■ TASK DETAILS ■
All lines in the material below that contain "pupil" should be located and copied.

■ ENTRIES SUPPLIED ■
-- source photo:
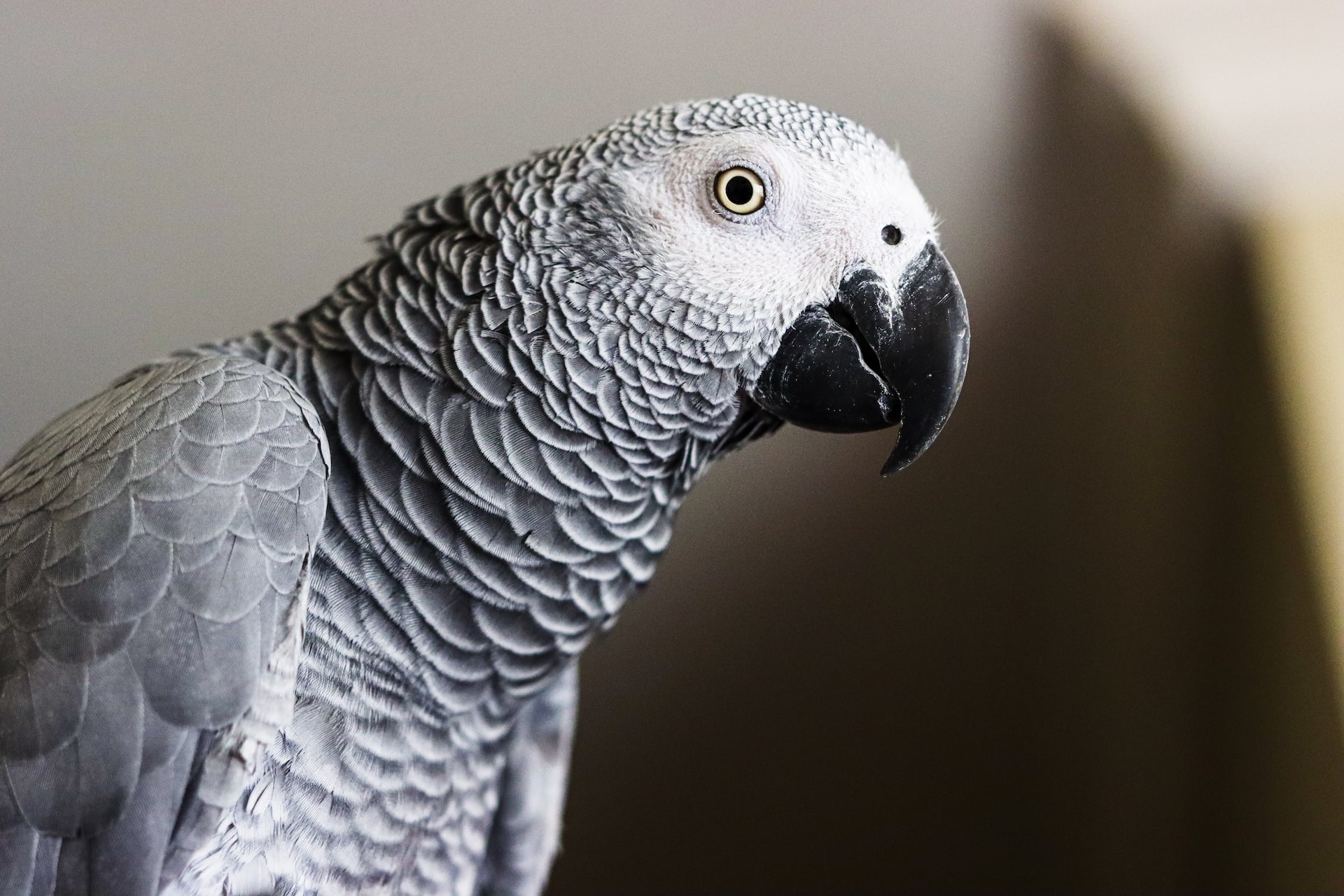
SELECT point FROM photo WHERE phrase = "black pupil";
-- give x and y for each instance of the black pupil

--

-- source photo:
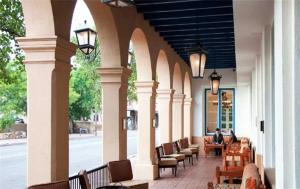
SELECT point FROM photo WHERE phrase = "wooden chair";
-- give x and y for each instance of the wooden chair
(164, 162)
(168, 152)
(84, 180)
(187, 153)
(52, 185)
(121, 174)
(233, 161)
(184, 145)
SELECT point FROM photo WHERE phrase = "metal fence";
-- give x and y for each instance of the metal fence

---

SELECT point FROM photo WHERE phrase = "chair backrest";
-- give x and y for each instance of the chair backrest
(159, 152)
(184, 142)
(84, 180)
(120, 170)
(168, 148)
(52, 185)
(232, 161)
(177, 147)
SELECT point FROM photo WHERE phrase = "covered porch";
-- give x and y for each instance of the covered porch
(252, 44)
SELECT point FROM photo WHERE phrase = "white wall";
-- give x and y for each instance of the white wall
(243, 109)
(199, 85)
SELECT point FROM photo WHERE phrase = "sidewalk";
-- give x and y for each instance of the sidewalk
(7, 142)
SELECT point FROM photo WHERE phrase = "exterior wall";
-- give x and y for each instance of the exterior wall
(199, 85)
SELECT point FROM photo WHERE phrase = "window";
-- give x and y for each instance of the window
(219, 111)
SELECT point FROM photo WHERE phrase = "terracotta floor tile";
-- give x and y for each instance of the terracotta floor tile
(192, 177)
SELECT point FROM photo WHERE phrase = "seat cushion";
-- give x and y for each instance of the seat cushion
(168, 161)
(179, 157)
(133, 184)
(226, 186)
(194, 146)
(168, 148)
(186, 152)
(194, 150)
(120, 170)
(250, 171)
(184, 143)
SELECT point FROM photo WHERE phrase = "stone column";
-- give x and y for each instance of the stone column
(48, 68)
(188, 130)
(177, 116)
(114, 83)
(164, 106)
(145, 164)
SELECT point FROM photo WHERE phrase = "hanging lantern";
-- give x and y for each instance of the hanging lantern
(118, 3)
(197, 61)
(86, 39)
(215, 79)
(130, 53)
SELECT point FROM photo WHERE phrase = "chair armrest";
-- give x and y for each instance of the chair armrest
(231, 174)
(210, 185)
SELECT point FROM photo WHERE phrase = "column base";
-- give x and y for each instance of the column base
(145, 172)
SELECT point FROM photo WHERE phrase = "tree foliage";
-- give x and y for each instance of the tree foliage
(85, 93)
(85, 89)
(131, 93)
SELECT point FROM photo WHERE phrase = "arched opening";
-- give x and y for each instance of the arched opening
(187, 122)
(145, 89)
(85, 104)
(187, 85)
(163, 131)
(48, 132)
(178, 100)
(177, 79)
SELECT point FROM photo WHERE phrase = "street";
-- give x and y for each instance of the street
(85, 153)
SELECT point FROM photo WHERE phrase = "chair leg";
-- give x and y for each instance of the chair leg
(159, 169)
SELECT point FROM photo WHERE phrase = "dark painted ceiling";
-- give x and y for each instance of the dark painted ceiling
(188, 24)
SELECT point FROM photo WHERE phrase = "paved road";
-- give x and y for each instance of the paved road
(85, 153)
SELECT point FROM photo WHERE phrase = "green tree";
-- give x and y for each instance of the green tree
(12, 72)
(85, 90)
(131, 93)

■ EXERCISE ANSWER ■
SELECT point FROM photo WHERE phrase = "black pupil";
-- give x and y for each instance of the black pupil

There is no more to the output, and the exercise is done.